Task directions:
Answer these from the piece on charter schools below.
1. What took place in public schools during elections for public office?
2. Who has far more power than public school principals?
3. On what are political officials desperate to produce better results in low and moderate income communities?

*** Source text Section Begins ***

Saturday, November 22, 2014

What We Lose When We Replace Public Schools With Charter Schools

Among most frightening things about the replacement of public schools with charter schools in low and moderate income communities are the removal of schools from public scrutiny, the institutionalization of authoritarian school management, and the suppression of parent, teacher and student voices
Our public schools, with all their faults, were places where the public had input, whether it was by legislators, school boards, parents, or community leaders. They were public institutions in the best sense of the world, where community meetings were held, where programs open to the community were often sponsored and where voting took place during elections for public office. In contrast, all too many charter schools see the communities they are located in as toxic and seek to insulate the children and families in them from their surroundings. They run their schools as heroic outposts of civilization and progress in a grim social landscape, limiting access to their buildings to those enrolled in the school, and seeing the communities cultural traditions as more a threat than an asset to their efforts to march students to "college and career readiness."
Along with that approach comes a top down management style where high paid school CEO's have far more power than public school principals to intimidate staff, discipline students, fire teachers and push out students and families. It is not uncommon for charter schools to have enormous teacher turnover, high rates of student expulsion, and disciplinary policies which would not be tolerated in a public school. Fear of the school CEO shapes school culture in a way that leave teachers parents and students little recourse, since charter schools are freed from many of the regulations that public schools operate under.
What we are seeing, unfortunately, is that political officials, in a desperate effort to produce better results on test scores in low and moderate income communities, are willing to sacrifice democratic traditions, community input, and due process for teachers and students.
That is a fearsome price to pay for "global economic competitiveness" and "the production of a 21st Century workforce" goals which our public officials and education leaders claim they are pursuing.

*** Source text Section Ends ***
*** Material provided Section Begins ***

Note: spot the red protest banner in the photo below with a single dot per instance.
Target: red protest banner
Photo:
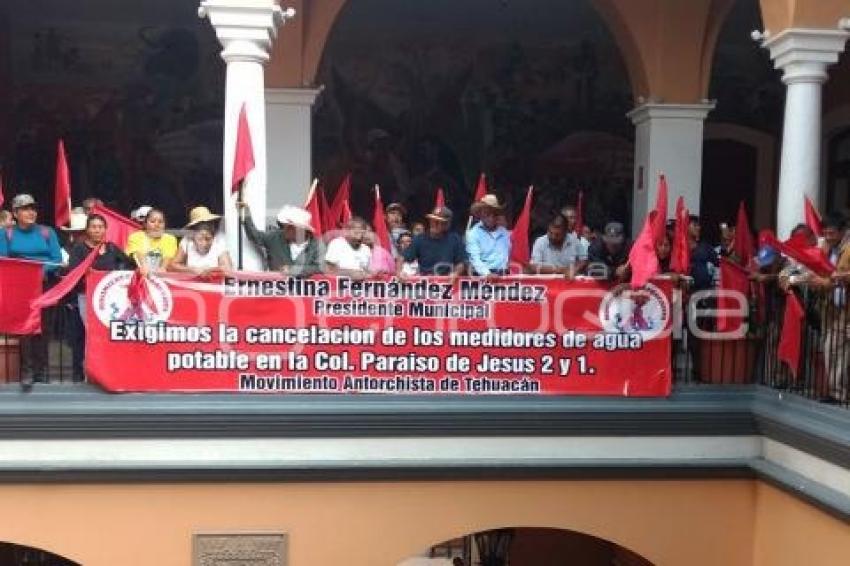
(267, 333)
(20, 284)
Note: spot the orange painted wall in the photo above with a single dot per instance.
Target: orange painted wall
(788, 532)
(375, 523)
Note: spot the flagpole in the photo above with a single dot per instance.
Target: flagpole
(241, 226)
(312, 190)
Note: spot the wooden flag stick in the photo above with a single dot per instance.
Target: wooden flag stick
(241, 226)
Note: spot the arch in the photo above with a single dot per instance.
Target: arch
(320, 16)
(782, 14)
(716, 18)
(628, 44)
(765, 146)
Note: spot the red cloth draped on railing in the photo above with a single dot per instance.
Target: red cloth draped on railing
(20, 284)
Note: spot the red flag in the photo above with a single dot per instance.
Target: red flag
(325, 209)
(340, 211)
(20, 283)
(480, 188)
(659, 222)
(680, 254)
(520, 252)
(118, 227)
(580, 213)
(480, 191)
(65, 286)
(788, 350)
(643, 258)
(62, 189)
(735, 278)
(139, 296)
(743, 245)
(813, 219)
(243, 157)
(312, 206)
(798, 248)
(440, 200)
(379, 223)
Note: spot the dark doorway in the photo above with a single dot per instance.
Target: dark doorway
(728, 177)
(19, 555)
(530, 546)
(838, 173)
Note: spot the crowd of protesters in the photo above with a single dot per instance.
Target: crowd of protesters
(429, 247)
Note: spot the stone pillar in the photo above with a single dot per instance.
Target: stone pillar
(668, 139)
(803, 55)
(289, 142)
(245, 29)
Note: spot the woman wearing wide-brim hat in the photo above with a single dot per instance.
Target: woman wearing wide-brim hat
(292, 248)
(202, 251)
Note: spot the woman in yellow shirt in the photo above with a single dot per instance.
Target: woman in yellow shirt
(151, 248)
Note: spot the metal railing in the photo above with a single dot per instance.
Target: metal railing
(823, 372)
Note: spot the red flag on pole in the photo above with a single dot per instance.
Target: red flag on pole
(520, 252)
(243, 157)
(643, 259)
(480, 191)
(346, 213)
(118, 227)
(580, 213)
(139, 295)
(440, 199)
(813, 219)
(340, 211)
(659, 222)
(53, 295)
(312, 206)
(680, 255)
(379, 223)
(480, 188)
(743, 245)
(733, 278)
(62, 188)
(20, 284)
(798, 249)
(325, 209)
(788, 350)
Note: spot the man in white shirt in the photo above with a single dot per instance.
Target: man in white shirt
(347, 254)
(558, 251)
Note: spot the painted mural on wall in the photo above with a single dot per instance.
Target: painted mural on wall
(138, 100)
(533, 93)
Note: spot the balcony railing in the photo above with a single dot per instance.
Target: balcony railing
(822, 375)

*** Material provided Section Ends ***

Answer to this task:
1. Voting
2. High paid school CEO's
3. Test scores